## Obiettivo 1
Elenca i nomi propri di persona presenti nel brano su Alì, riportando ciascuno una sola volta nella forma più completa in cui compare.
== == ==
Un personaggiodi rilievo  del ‘900
Alì è stato un personaggio di assoluto rilievo nella storia del’900, segnata, soprattutto nell’ultima parte, da una crescente importanza del ruolo della comunicazione sociale. La frase con cui rifiutò nel 1966 la chiamata alle armi, “Io non ho niente di personale contro i Vietcong.” diventò uno slogan universale della cultura pacifista. Quella frase gli costò molto in termini di carriera sportiva e di guadagni. Nel 1966 Alì, che aveva anche cambiato il suo nome, rifiutando quello” da schiavo” di Cassius Clay, era forse l’uomo più odiato d’America. Quarant’anni dopo, commosse il mondo intero accendendo, con le braccia rese malferme dal Parkinson, il tripode olimpico ad Atlanta. Eig racconta benissimo questa storia di lotta e di dolore, di istrionismo e consapevolezza, di feroce fedeltà al suo mestiere di combattente e alle sue idee di musulmano, ma anche debolezze e tradimenti. Il più grande fu forse perpetrato contro quel Malcom X che fu il primo a vedere in lui un potenziale leader. Quando Malcom si allontanò dalla Nation Of Islam, Alì si schierò contro di lui e a fianco dell’organizzazione. Si rese conto, in seguito, di quanto il suo atteggiamento avesse contribuito a isolare l’amico, che fu poi ucciso nel 1964 da sicari della Nation of Islam.

“Coerenza dilaniata”
== == ==
## Obiettivo 2
Cita testualmente le righe dei record, a partire dalla riga che contiene "the white wristband" fino alla fine dei record, estremi compresi.

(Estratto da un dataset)
== == ==
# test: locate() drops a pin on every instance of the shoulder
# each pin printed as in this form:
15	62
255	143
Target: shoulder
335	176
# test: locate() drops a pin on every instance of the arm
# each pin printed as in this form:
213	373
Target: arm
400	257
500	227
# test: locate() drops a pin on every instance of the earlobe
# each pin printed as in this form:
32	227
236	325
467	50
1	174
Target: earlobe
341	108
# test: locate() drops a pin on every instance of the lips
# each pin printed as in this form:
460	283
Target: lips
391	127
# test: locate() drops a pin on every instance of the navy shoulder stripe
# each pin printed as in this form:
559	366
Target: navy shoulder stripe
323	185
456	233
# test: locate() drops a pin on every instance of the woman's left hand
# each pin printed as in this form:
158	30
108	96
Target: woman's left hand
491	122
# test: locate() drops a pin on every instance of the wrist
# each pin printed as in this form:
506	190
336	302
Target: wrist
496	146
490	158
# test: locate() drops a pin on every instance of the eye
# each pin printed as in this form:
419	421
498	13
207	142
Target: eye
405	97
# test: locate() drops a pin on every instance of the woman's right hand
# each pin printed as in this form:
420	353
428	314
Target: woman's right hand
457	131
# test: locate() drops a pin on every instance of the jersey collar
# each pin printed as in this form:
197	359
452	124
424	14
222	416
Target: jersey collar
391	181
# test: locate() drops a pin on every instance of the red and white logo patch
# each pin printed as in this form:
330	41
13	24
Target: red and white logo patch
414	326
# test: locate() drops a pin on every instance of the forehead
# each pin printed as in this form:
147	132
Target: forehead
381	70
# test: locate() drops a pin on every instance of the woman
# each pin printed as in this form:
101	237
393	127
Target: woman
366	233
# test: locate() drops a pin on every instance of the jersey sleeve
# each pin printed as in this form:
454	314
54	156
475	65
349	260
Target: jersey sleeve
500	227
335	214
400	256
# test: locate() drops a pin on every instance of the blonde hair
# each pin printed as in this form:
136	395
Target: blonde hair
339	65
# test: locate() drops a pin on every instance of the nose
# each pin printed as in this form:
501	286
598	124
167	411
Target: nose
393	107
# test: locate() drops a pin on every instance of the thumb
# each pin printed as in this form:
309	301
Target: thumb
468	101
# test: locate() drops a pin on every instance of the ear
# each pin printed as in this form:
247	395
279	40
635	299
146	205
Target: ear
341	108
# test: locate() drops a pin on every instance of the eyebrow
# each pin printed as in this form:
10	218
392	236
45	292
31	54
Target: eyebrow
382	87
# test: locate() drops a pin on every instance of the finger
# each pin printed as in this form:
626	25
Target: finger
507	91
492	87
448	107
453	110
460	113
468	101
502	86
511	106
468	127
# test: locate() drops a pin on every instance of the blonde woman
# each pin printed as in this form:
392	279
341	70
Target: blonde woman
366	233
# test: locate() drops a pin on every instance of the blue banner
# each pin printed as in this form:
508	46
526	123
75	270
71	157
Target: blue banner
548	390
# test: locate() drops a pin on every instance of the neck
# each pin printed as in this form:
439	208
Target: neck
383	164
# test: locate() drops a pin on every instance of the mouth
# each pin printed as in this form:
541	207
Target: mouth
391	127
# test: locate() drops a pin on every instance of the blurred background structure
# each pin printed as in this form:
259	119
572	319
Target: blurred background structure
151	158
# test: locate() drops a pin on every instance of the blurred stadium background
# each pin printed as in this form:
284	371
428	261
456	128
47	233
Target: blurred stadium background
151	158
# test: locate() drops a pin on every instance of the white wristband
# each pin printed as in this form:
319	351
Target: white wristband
== == ==
## Soluzione 1
Alì
Cassius Clay
Eig
Malcom X

## Soluzione 2
# test: locate() drops a pin on every instance of the white wristband
# each pin printed as in this form:
319	351
Target: white wristband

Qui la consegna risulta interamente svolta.